Extracted records

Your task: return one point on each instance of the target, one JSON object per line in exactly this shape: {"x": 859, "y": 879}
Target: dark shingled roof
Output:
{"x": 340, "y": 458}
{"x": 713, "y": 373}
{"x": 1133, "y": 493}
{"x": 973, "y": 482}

PROBLEM DESCRIPTION -
Extract every line above and reproduce each one verbatim, with no changes.

EXERCISE ANSWER -
Your task: return one point on each instance of the target, one JSON object per line in exactly this shape: {"x": 859, "y": 879}
Target: dark shingled roof
Output:
{"x": 340, "y": 458}
{"x": 713, "y": 373}
{"x": 1133, "y": 493}
{"x": 973, "y": 482}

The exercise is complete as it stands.